* _Given instruction_: Render the lines below, from the line with "like x=61 y=121." to the line with "x=351 y=704", as a Markdown table with the columns Row and Line, skipping any blank lines.

Pointing and labeling items:
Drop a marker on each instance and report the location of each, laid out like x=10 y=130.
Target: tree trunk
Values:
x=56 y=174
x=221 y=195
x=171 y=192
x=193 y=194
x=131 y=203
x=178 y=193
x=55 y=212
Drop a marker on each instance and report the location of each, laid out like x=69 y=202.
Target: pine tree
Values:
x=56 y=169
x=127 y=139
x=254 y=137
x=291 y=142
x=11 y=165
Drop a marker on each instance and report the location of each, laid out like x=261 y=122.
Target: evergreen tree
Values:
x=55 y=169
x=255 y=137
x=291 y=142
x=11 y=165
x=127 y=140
--
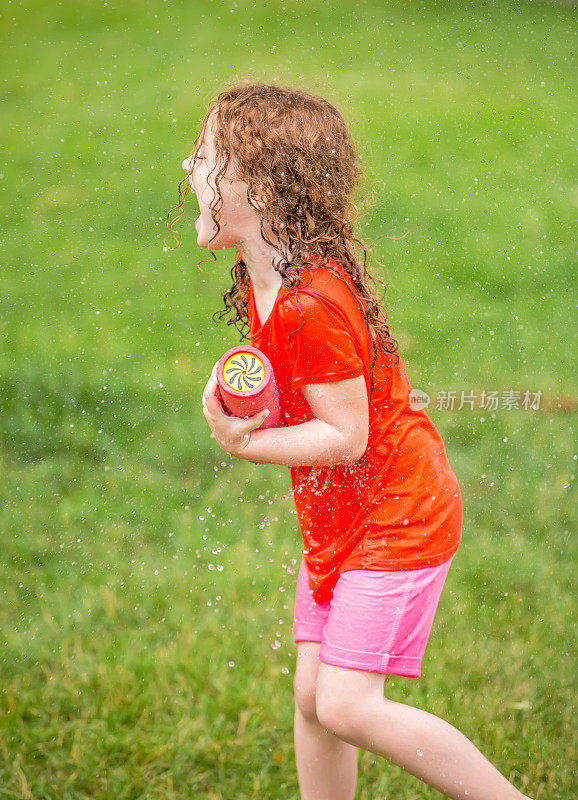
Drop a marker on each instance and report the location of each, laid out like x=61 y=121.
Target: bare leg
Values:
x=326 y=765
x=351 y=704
--
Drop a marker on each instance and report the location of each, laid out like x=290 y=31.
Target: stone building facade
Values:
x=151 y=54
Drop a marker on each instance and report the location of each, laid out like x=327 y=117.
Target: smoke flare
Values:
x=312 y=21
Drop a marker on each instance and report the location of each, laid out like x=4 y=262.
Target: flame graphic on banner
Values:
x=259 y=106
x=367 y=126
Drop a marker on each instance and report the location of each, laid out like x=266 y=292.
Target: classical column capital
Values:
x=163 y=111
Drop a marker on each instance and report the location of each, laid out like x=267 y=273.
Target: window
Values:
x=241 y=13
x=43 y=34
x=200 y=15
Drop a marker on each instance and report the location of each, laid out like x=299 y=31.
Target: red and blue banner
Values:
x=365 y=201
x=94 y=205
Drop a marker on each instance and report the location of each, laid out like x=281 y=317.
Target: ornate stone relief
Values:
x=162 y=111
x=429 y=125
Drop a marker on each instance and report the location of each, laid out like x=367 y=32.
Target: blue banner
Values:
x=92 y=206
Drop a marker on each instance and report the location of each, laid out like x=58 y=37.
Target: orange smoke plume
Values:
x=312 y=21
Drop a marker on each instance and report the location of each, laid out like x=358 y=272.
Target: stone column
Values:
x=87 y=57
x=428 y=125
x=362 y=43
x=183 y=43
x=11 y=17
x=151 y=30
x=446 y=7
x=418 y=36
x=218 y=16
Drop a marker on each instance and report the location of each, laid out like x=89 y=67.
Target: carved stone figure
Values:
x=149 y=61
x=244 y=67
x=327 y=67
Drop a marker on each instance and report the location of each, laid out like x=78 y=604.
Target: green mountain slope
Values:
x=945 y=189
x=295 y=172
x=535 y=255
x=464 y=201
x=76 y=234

* _Solution for this problem_:
| Row | Line |
|---|---|
| 1 | Drop a marker on each instance and report the location of each, laid out like x=61 y=121. |
| 2 | Target: bare leg |
| 3 | Values: |
| 4 | x=326 y=765 |
| 5 | x=351 y=704 |